### EXERCISE OBJECTIVE
All the data should be printed again exactly as written.

### DATA FOR ANALYSIS
--- START ---

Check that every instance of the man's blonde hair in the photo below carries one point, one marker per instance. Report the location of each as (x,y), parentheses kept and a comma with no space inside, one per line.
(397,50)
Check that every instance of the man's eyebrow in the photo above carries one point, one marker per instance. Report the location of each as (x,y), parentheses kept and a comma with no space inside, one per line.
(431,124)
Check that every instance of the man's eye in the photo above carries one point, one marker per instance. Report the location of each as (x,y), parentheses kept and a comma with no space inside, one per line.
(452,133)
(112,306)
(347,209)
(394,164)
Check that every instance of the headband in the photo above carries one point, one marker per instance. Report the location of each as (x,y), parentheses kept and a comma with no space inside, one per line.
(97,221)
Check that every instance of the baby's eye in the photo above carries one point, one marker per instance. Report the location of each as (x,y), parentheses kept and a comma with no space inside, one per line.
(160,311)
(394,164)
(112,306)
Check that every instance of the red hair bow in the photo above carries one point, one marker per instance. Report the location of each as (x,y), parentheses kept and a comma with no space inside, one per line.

--- END ---

### REPLY
Check that every instance of the man's blonde hair in the photo below carries one point, one marker per instance. Report the location of each as (x,y), parentheses kept and a comma with no space inside, one per line.
(397,50)
Check that every instance of the man's eyebrow in the photo above carries one point, one marker per instance. Report the location of each as (x,y), parentheses kept and a comma with no space inside, one per line.
(431,124)
Check that every instance of the man's eye in the photo above carries one point, one marker per instance. Report the location of each as (x,y), parentheses kept and a comma with no space inside, one per line.
(452,133)
(112,306)
(347,209)
(394,164)
Check that every instance of the headband in the photo above carries one point, one marker per instance. Report the location of each as (x,y), parentheses kept and a comma with no space inside, one per line.
(97,221)
Check that every instance of the baby's eye in the photo above carries one point, one marker per instance. Report the location of each as (x,y), parentheses kept and a comma with no space inside, one per line.
(160,311)
(394,164)
(112,306)
Check that every instance of the red hair bow in the photo above carries one point, one marker per instance. Report the location of each as (x,y), parentheses kept and a comma with no space inside, one per line.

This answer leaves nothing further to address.